--- start Material supplied ---

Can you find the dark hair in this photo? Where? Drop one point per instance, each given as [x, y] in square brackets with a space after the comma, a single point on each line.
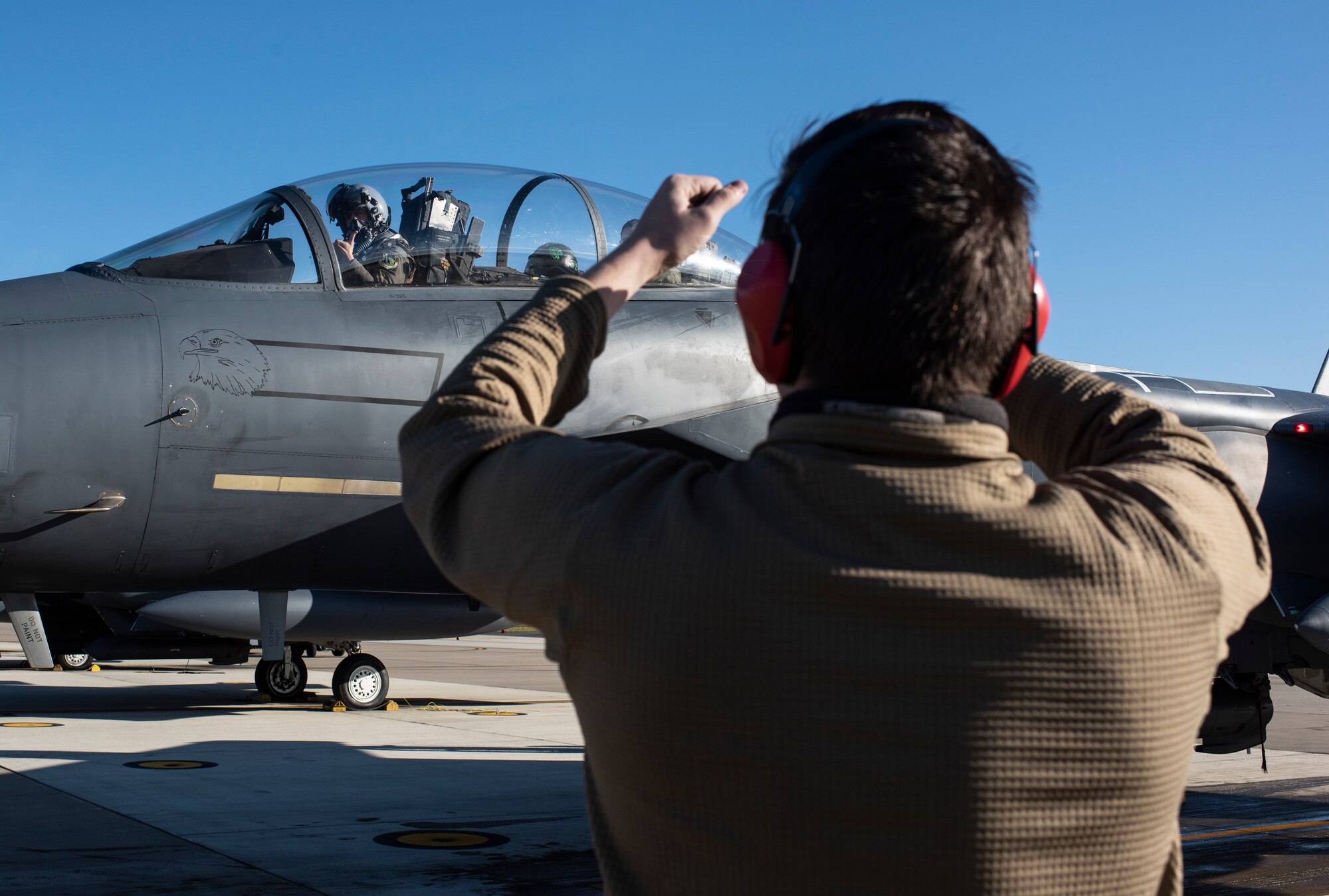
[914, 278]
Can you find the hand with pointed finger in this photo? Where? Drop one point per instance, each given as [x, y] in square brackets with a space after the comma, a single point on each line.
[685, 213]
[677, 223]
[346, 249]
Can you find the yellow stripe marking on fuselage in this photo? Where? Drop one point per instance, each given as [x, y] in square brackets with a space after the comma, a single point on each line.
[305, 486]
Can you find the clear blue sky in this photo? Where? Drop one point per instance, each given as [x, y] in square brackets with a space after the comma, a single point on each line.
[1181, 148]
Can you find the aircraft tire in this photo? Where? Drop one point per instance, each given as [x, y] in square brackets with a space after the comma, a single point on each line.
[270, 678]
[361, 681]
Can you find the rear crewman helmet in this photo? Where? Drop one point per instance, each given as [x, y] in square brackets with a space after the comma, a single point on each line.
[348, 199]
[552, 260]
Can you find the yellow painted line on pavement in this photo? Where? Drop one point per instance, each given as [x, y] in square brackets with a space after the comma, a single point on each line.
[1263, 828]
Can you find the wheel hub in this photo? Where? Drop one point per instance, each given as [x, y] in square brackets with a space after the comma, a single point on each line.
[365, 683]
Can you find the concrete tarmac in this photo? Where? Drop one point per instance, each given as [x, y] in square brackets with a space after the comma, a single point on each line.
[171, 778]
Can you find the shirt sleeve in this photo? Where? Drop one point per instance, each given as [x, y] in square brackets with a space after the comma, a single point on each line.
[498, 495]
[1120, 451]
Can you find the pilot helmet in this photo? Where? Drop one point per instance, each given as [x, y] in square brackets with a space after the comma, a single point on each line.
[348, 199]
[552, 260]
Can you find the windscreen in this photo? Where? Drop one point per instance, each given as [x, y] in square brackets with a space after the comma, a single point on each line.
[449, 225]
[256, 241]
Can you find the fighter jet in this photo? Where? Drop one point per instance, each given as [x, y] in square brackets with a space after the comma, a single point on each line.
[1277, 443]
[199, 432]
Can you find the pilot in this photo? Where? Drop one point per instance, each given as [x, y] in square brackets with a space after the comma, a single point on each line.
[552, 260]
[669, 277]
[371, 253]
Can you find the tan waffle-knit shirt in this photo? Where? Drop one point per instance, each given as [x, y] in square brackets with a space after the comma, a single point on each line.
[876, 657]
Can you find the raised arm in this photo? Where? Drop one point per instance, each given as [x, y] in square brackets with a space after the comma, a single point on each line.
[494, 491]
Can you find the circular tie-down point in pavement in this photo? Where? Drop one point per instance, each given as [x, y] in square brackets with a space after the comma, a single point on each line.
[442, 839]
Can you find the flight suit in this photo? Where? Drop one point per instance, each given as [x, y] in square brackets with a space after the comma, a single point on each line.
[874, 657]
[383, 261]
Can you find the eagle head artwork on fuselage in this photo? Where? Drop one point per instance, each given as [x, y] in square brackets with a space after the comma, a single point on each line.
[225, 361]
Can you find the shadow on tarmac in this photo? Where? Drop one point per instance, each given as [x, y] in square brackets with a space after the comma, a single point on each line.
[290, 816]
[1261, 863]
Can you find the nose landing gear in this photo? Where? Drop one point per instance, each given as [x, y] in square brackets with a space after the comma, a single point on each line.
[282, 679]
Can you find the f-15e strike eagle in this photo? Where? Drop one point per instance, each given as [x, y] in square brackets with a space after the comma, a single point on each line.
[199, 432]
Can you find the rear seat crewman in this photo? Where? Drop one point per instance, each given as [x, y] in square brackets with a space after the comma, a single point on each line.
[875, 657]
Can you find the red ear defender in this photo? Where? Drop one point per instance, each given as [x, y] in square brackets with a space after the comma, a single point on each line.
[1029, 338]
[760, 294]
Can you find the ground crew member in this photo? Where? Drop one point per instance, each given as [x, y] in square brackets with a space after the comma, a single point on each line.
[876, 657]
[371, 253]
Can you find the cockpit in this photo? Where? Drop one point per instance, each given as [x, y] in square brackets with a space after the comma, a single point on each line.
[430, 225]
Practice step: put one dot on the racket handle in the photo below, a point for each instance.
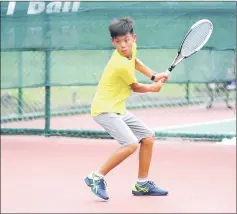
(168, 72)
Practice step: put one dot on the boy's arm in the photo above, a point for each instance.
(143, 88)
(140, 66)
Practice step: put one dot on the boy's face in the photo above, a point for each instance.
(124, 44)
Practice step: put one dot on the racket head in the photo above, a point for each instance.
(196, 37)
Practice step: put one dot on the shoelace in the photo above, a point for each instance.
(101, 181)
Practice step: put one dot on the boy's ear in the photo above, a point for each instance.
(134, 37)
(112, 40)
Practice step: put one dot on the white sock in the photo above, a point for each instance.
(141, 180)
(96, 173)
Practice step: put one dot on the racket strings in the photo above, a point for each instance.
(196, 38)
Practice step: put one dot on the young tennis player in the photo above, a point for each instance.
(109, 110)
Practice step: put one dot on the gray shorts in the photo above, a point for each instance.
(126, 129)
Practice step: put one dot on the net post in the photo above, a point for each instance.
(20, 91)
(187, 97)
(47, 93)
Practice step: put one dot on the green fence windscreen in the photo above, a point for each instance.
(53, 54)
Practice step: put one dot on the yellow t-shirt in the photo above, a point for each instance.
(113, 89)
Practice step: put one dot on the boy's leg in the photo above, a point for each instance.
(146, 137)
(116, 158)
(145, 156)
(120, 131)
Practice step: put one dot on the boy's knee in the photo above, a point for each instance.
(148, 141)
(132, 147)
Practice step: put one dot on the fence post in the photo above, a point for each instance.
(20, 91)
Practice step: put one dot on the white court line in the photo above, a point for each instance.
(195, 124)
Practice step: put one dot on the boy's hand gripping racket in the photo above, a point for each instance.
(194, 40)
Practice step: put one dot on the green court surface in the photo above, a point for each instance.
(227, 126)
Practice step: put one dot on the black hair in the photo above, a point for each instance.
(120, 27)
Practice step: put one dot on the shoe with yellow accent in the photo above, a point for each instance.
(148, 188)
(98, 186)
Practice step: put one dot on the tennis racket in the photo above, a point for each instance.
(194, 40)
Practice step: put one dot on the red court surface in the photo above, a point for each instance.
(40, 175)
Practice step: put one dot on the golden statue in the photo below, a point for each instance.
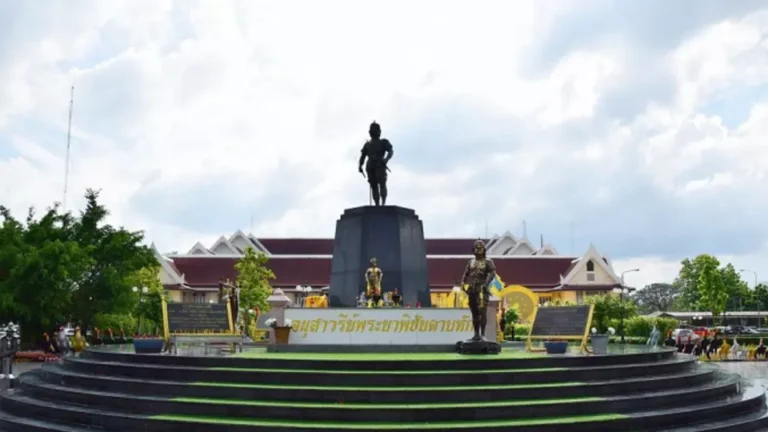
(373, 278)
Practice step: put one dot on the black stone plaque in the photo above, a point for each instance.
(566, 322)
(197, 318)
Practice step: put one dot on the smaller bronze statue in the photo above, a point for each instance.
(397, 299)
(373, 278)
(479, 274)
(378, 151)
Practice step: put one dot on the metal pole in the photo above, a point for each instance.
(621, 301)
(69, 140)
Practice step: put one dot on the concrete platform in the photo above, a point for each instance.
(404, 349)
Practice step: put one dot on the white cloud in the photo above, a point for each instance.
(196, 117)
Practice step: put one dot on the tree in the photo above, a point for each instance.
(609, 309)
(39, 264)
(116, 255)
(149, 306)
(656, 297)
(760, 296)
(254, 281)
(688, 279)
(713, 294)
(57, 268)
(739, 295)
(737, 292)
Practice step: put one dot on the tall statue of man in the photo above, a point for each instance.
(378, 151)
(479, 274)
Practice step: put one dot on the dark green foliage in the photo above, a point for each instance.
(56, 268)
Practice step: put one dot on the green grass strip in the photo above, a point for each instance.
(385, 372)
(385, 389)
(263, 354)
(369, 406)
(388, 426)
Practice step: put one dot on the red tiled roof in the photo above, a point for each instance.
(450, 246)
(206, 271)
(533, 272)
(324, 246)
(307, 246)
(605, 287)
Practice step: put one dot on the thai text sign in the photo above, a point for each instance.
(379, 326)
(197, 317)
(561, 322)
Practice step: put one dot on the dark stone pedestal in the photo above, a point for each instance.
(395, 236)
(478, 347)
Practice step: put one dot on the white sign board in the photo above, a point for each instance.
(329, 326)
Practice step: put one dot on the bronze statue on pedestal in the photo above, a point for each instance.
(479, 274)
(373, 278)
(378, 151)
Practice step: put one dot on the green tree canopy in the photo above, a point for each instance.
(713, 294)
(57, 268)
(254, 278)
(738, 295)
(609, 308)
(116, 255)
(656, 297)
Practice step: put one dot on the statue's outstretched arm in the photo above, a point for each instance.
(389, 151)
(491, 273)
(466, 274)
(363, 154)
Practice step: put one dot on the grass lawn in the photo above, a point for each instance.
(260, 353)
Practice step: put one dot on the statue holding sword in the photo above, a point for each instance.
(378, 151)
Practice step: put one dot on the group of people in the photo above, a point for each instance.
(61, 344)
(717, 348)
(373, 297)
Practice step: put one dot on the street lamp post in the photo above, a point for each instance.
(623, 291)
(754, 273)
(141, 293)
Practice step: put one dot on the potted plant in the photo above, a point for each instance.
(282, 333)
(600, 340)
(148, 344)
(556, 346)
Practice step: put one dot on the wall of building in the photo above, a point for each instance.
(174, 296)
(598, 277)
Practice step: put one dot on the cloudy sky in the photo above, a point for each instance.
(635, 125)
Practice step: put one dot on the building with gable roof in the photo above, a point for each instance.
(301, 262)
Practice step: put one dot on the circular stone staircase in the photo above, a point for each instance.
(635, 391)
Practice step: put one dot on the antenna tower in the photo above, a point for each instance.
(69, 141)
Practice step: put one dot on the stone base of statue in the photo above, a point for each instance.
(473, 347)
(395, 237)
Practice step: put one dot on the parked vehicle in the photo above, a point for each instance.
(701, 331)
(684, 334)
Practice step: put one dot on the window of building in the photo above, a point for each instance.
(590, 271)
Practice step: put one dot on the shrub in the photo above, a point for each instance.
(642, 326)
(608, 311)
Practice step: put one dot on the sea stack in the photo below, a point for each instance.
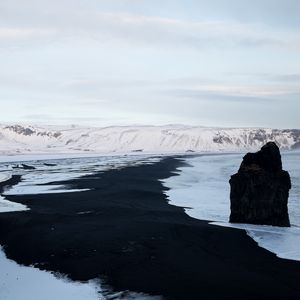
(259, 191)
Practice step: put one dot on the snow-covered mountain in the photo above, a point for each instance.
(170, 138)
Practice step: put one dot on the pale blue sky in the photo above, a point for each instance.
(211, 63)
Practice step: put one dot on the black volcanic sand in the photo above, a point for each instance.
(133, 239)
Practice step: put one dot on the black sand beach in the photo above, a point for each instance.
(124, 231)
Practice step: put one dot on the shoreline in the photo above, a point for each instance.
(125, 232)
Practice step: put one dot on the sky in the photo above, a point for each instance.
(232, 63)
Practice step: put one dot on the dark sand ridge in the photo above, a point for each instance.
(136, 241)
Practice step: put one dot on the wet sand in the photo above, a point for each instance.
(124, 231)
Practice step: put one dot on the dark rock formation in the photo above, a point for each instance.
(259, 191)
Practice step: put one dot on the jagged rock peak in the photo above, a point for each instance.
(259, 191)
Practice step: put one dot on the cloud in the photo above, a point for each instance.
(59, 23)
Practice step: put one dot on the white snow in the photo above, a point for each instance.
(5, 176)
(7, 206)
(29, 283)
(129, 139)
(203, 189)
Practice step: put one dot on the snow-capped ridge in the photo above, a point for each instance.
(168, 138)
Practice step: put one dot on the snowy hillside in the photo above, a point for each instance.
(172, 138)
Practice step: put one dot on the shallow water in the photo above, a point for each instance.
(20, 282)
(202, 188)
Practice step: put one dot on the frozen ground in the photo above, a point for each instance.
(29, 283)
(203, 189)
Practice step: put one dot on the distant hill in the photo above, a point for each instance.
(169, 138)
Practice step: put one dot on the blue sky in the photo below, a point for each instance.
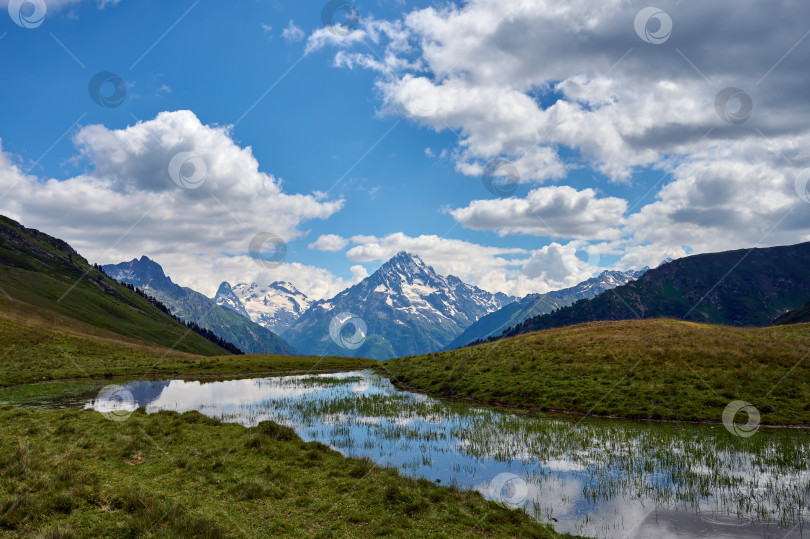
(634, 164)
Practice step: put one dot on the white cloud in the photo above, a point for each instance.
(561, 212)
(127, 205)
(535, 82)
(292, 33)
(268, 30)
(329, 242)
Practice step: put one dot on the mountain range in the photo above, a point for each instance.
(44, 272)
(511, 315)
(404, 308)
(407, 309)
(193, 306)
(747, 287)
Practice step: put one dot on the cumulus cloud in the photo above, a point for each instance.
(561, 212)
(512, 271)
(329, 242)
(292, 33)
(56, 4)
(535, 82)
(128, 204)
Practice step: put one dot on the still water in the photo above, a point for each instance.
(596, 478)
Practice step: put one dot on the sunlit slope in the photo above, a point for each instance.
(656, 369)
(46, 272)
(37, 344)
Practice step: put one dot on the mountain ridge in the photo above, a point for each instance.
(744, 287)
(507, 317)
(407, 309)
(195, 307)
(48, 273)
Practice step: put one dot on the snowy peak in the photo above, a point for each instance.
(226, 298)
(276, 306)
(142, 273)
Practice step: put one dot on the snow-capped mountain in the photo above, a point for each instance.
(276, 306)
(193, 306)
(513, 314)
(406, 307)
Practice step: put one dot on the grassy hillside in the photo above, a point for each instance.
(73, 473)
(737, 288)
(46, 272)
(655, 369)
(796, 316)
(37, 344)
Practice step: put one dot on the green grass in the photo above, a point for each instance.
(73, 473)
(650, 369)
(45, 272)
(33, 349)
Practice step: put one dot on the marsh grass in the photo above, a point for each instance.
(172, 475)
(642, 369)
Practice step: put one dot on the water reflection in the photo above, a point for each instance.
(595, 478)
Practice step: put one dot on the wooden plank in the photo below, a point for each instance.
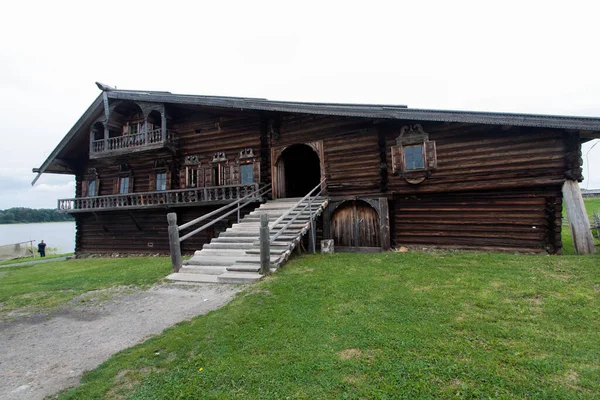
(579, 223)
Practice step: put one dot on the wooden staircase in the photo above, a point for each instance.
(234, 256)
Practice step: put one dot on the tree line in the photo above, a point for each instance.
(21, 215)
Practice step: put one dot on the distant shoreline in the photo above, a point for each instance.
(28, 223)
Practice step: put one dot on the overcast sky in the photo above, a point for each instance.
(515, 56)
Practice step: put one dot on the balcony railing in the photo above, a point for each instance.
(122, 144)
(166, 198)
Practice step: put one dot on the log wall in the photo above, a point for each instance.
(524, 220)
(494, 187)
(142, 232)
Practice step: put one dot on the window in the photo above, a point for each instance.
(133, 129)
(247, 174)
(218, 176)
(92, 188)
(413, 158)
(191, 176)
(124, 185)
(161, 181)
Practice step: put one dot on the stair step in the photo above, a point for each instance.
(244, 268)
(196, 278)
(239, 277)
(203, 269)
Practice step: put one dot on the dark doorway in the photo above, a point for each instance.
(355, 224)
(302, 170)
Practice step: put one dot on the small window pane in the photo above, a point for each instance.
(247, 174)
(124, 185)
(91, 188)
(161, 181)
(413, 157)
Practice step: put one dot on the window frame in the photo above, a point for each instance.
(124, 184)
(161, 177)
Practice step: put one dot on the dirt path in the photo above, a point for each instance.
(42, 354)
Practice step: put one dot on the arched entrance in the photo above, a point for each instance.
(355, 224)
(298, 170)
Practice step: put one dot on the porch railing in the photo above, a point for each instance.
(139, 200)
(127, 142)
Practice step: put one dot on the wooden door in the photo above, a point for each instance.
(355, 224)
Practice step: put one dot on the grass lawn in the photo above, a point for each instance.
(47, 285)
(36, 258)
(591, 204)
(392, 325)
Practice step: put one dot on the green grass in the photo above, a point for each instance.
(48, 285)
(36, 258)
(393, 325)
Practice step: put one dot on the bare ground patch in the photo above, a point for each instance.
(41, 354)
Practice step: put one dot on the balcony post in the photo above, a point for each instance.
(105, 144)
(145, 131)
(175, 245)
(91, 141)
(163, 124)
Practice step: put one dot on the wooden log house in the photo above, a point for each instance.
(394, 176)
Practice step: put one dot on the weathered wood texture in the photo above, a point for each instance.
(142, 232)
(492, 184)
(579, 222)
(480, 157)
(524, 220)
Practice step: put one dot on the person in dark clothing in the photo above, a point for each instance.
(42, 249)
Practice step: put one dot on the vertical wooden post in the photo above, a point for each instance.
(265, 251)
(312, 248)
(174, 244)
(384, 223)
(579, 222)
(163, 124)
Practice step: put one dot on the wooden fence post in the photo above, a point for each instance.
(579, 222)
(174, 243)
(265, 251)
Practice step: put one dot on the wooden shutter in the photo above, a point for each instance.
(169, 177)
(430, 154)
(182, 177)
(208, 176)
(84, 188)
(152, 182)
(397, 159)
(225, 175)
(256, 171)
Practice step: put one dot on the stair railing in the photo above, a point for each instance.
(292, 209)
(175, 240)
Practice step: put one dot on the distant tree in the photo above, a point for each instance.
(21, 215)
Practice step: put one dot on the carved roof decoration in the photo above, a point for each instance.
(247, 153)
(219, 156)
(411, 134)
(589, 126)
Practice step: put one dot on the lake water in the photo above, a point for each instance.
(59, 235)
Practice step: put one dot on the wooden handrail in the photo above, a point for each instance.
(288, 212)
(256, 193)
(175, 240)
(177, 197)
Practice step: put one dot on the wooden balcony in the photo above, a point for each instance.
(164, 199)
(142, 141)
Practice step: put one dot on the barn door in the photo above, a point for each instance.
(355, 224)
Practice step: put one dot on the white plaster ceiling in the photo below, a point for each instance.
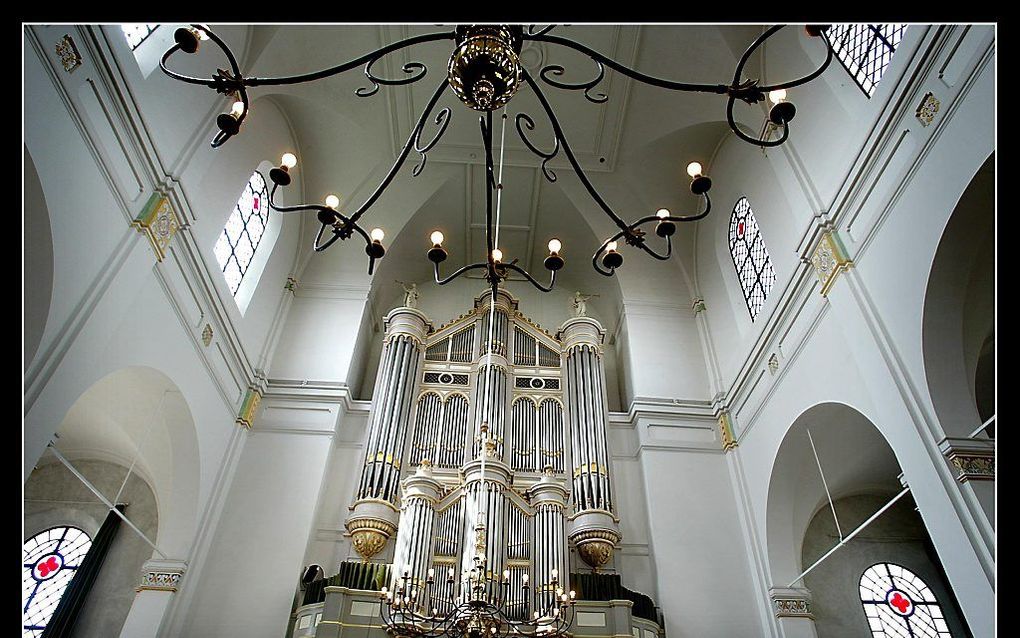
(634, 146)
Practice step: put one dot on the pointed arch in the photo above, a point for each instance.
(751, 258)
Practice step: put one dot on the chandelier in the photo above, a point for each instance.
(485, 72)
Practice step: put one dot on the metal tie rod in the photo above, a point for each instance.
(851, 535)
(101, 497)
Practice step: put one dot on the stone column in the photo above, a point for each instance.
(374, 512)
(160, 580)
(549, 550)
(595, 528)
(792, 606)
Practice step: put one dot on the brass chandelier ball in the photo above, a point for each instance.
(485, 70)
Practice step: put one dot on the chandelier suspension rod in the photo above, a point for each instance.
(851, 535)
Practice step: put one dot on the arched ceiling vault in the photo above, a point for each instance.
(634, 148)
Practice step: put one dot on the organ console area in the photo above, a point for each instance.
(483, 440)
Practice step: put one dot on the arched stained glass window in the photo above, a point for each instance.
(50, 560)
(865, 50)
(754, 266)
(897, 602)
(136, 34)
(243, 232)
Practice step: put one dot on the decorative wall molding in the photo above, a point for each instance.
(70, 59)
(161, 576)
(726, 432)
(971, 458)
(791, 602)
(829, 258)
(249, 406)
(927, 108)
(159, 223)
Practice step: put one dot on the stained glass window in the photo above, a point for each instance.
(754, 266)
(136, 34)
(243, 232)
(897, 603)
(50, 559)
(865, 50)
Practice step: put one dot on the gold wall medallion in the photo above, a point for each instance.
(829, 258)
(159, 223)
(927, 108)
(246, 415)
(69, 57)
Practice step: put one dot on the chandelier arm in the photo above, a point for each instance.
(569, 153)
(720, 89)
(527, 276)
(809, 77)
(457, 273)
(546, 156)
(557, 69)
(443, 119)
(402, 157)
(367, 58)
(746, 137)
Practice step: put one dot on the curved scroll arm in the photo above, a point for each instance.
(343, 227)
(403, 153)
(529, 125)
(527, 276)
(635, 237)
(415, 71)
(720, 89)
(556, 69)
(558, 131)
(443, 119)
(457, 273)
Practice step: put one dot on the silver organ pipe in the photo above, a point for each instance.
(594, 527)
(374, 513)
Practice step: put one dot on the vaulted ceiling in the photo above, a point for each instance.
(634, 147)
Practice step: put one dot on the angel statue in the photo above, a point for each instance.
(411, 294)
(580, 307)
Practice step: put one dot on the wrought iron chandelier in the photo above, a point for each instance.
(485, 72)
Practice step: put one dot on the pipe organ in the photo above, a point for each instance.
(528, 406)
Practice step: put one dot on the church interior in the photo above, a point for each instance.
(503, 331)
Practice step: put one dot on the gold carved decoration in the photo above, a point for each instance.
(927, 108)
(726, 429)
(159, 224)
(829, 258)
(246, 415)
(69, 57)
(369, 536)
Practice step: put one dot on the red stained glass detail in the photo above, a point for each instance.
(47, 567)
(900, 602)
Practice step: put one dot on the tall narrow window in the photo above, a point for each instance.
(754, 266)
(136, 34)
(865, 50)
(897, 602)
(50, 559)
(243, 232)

--- end Material supplied ---

» What this task involves
Every line from the one containing "Practice step: put one dot on the stained" through the end of the entries above must be echoed exactly, with both ends kept.

» Expected answer
Practice step: put one dot on the stained glass window in the photo above, a point for each instance.
(754, 266)
(136, 34)
(243, 232)
(897, 603)
(50, 559)
(865, 50)
Practice step: put one dot on the gold wall medallion in the photo above, a point for each instance.
(829, 258)
(159, 223)
(927, 108)
(246, 415)
(69, 57)
Practice step: put one dot on the chandelier arm in the photo above, a point for each instance.
(569, 153)
(720, 89)
(527, 276)
(809, 77)
(457, 273)
(546, 156)
(557, 69)
(443, 119)
(402, 157)
(367, 58)
(746, 137)
Practice step: put one dot on the curved scroll arm in the photo above, a point for each instance.
(343, 227)
(403, 153)
(529, 125)
(527, 276)
(635, 237)
(415, 71)
(720, 89)
(556, 69)
(558, 131)
(443, 119)
(457, 273)
Practice step: put one dot on the silver organ pipe in the photo above, a point for each instance.
(594, 527)
(374, 513)
Practice step: put one dot on the vaulted ceiling in the photo above, a point for each instance.
(634, 147)
Practice step: put one dot on the angel statue in the photo above, a point for each instance.
(411, 294)
(580, 307)
Practice step: put one dot on the wrought iron chandelier in the photo above, a point for each instance.
(485, 72)
Practice step: put one dot on the pipe organ in the photo above, a point for each instance.
(528, 406)
Practice step: put one dot on the church interior in the photo above, a point for each instance.
(503, 331)
Practice step: put one dot on the gold carved decoration in the photo above, a point for each instance.
(927, 108)
(726, 429)
(159, 224)
(829, 258)
(246, 415)
(69, 57)
(369, 536)
Practice step: put one dot on the red stained glass detail in the photo above, a point for each instance.
(47, 567)
(900, 602)
Practice step: put one dot on the tall narrow window in the photo above, a point for each instance.
(754, 266)
(136, 34)
(865, 50)
(897, 602)
(50, 559)
(243, 232)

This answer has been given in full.